__Problem requirements__: Can you filter the records below and copy out every line that contains the word "white"?

__Data shown__:

....

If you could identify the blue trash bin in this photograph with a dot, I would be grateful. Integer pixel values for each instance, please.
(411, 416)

....

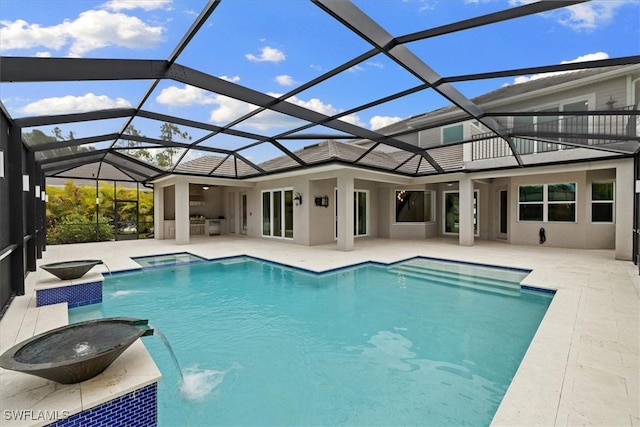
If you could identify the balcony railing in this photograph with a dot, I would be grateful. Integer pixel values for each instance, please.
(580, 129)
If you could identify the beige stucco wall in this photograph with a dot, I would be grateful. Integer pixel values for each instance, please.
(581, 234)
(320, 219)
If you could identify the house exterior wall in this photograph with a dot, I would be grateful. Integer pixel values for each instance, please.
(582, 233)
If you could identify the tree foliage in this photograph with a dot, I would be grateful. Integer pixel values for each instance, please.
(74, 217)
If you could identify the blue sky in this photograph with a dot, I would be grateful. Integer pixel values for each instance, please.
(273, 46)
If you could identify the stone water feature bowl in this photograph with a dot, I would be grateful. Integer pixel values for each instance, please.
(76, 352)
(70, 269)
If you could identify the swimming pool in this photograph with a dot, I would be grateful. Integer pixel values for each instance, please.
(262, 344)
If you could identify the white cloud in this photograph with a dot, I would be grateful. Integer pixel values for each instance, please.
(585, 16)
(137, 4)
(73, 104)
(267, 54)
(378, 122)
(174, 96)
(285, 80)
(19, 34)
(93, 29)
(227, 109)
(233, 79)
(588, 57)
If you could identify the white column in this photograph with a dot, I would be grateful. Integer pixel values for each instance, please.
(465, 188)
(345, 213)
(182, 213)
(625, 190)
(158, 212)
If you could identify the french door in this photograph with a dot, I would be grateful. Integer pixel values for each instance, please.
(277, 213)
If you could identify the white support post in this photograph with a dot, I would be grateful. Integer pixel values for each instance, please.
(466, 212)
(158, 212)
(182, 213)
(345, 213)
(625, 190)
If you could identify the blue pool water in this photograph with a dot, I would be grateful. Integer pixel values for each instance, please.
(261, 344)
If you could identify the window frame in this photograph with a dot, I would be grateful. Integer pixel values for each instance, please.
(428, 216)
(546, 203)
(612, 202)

....

__Task result__:
If you could identify the white cloud in this photograph with a dot, I would be grateful. Integer pixel values for each instance, please.
If you could identify the white column in this photograph with a dot, I would be grateful. Integer pixel values for each instance, please.
If you could identify the white support post in this photograph with a dot, I would be grateful. Integer pixel values for each instance, please.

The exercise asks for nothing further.